● **Exercise brief**:
Type out every line below exactly as it reads.

---*---

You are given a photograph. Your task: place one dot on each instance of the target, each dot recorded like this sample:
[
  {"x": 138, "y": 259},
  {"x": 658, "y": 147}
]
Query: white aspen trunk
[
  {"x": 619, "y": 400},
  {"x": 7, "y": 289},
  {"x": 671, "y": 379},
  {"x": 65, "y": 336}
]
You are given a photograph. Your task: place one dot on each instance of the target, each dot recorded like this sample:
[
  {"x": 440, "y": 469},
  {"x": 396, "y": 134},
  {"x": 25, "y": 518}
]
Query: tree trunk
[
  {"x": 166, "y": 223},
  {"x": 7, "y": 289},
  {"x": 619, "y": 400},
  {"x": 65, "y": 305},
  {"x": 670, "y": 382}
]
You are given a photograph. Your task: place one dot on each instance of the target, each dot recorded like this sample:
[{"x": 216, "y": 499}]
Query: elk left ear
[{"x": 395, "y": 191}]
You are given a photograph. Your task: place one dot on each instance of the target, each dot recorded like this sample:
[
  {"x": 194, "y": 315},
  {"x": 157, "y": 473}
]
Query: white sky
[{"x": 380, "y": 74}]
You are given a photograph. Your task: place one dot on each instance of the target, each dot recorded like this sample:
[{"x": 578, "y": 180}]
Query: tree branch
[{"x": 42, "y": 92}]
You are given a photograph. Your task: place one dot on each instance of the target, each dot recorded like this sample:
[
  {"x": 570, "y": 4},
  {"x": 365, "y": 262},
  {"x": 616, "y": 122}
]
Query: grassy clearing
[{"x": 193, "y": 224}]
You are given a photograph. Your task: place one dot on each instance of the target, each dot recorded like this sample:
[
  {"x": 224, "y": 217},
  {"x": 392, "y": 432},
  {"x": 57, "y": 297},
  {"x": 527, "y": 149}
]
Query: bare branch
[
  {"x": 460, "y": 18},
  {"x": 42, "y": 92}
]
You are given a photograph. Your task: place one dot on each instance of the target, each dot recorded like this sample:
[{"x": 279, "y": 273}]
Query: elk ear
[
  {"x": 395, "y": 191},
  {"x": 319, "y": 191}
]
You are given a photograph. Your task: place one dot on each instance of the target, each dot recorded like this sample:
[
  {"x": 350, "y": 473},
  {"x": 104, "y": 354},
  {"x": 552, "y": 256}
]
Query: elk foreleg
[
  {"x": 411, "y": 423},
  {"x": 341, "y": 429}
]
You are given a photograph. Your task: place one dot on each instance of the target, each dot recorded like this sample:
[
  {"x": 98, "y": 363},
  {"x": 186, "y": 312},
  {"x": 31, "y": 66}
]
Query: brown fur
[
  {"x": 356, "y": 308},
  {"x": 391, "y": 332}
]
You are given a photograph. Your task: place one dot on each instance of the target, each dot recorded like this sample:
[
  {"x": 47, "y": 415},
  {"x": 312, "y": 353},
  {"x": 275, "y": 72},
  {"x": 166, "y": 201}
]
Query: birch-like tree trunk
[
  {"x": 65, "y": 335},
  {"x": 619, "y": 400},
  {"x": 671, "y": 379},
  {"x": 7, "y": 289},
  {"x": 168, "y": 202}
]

---*---

● **Task answer**:
You are given a photograph. Your task: place one dot on each instance of the target, each dot recorded like this sample:
[
  {"x": 138, "y": 259},
  {"x": 658, "y": 147}
]
Query: white aspen trunk
[
  {"x": 619, "y": 400},
  {"x": 7, "y": 289},
  {"x": 671, "y": 379},
  {"x": 65, "y": 336}
]
You are given a photograph. Your task: place one dot on each instance of the target, each dot recorded like this sample:
[
  {"x": 440, "y": 469},
  {"x": 396, "y": 134},
  {"x": 25, "y": 518}
]
Query: tree trunk
[
  {"x": 166, "y": 223},
  {"x": 7, "y": 289},
  {"x": 619, "y": 400},
  {"x": 65, "y": 305},
  {"x": 670, "y": 382}
]
You are given a photograph. Your task: place one dot on each instance of the target, each dot recorded like this sample:
[{"x": 216, "y": 499}]
Query: elk left ear
[{"x": 395, "y": 191}]
You are given a photograph. Your task: place one dot on each instance of the target, each dot recorded like this sample:
[
  {"x": 194, "y": 315},
  {"x": 157, "y": 473}
]
Query: white sky
[{"x": 380, "y": 74}]
You are given a photograph. Your task: place one dot on each instance of the target, each dot recorded like this sample:
[{"x": 578, "y": 180}]
Query: tree branch
[{"x": 42, "y": 92}]
You are given a photograph. Your task: place one dot on each instance of the target, each dot recorded like this sample:
[
  {"x": 570, "y": 4},
  {"x": 365, "y": 262},
  {"x": 616, "y": 122}
]
Query: grassy clearing
[{"x": 193, "y": 224}]
You are given a photograph. Your task: place one dot on each instance of the target, each dot recorded like this sample:
[
  {"x": 224, "y": 217},
  {"x": 392, "y": 432},
  {"x": 57, "y": 297},
  {"x": 527, "y": 149}
]
Query: bare branch
[
  {"x": 460, "y": 18},
  {"x": 42, "y": 92}
]
You are given a photograph. Your task: place one dot on each instance of the target, each dot recorded like this sample:
[{"x": 279, "y": 273}]
Query: elk ear
[
  {"x": 395, "y": 191},
  {"x": 319, "y": 191}
]
You are given a photograph. Your task: place one dot on each instance of the target, each dot recorded like this sample:
[
  {"x": 350, "y": 473},
  {"x": 104, "y": 354},
  {"x": 552, "y": 256}
]
Query: elk foreleg
[
  {"x": 411, "y": 423},
  {"x": 341, "y": 429}
]
You are given a photograph. Your task: place one dot on each instance of the target, each dot recorded like this sample:
[
  {"x": 98, "y": 363},
  {"x": 186, "y": 312},
  {"x": 31, "y": 66}
]
Query: brown fur
[
  {"x": 356, "y": 308},
  {"x": 391, "y": 332}
]
You are given a photograph. Your task: place one dot on each instance of the target, each dot recorded like this sample:
[
  {"x": 47, "y": 415},
  {"x": 312, "y": 353},
  {"x": 275, "y": 72},
  {"x": 166, "y": 201}
]
Query: birch-like tree trunk
[
  {"x": 65, "y": 335},
  {"x": 619, "y": 400},
  {"x": 671, "y": 379},
  {"x": 7, "y": 289},
  {"x": 168, "y": 202}
]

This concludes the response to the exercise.